## Task instructions
Rewrite the rows below, replacing "indicate" with "mark" and leaving everything else as it is. Omit the pictures from your output.

## Object point labels

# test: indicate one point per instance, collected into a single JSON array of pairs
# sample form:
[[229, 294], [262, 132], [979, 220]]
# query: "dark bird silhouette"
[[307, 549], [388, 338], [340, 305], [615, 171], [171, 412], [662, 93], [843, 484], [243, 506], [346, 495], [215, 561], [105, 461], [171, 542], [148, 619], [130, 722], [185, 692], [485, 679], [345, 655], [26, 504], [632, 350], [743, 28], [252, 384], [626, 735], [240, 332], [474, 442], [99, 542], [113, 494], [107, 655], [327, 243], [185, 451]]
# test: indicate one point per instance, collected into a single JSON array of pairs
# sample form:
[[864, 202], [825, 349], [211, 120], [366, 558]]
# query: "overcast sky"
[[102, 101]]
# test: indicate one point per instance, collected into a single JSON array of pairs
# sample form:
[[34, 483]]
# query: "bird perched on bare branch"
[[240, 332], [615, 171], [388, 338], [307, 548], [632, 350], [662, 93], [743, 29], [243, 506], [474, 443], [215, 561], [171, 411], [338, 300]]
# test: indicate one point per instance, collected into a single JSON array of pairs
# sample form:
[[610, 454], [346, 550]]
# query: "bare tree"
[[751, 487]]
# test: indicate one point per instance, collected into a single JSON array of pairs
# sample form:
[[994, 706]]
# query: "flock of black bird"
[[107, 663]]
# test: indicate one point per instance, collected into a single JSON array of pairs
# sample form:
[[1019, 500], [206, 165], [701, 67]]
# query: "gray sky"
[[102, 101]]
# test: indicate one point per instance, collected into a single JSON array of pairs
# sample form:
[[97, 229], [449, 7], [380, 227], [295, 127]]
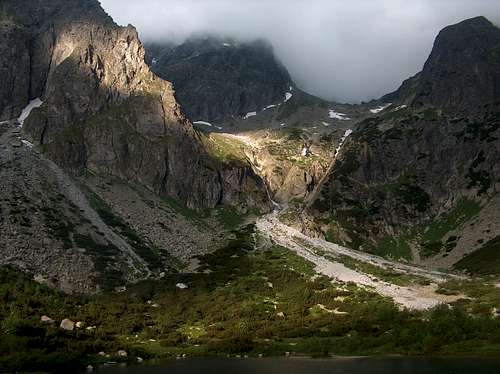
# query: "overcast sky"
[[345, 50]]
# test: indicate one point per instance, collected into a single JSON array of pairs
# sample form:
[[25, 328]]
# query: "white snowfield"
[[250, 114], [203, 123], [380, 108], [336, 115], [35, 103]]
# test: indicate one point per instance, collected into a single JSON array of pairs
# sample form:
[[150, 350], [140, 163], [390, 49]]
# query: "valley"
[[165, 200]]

## Result
# test: mark one point per instance, collected into a single JSON array of pairs
# sample form:
[[229, 294], [262, 132], [979, 220]]
# query: "dark bird silhouette"
[[307, 549], [388, 338], [340, 305], [615, 171], [171, 412], [662, 93], [843, 484], [243, 506], [346, 495], [215, 561], [105, 461], [171, 542], [148, 619], [130, 722], [185, 692], [485, 679], [345, 655], [26, 504], [632, 350], [743, 28], [252, 384], [626, 735], [240, 332], [474, 442], [99, 542], [113, 494], [107, 655], [327, 243], [185, 451]]
# test: mark one point per instance, collected into a single JSON array of pairs
# sample form:
[[864, 202], [825, 349], [211, 120], [366, 558]]
# query: "overcast sky"
[[102, 101]]
# test: mark one point per instance, collected into a single JSON array of pairs
# sample form:
[[34, 483]]
# query: "bird perched on bare branch"
[[240, 332], [615, 171], [388, 338], [307, 548], [632, 350], [662, 93], [743, 29], [243, 506], [474, 443], [215, 561], [171, 411], [338, 300]]
# test: mark one point per instance, collected into a single JSON array of pairs
# sample form:
[[610, 454], [346, 550]]
# query: "bare tree"
[[751, 487]]
# test: mark one point per instance, collected into a single JSON array of pairs
# sample form:
[[994, 706]]
# query: "flock of black bird"
[[107, 663]]
# test: mark one point per instance, collected into a single JSON array of pairs
# sample form:
[[1019, 500], [206, 165], [701, 67]]
# query: "gray sky"
[[102, 101]]
# test: mark one point per instance, collected into a single JSON array of pairs
# sample form:
[[97, 229], [449, 7], [380, 227], [295, 127]]
# query: "overcast sky"
[[345, 50]]
# test: mark one point per instance, collected into a single JSON array of pairs
# sample form:
[[25, 328]]
# query: "white snowfield"
[[250, 114], [203, 123], [380, 108], [336, 115], [35, 103]]
# test: mark one point per instance, collected into a single JSON array of pairs
# sample form:
[[150, 350], [140, 163], [390, 49]]
# query: "valley"
[[165, 200]]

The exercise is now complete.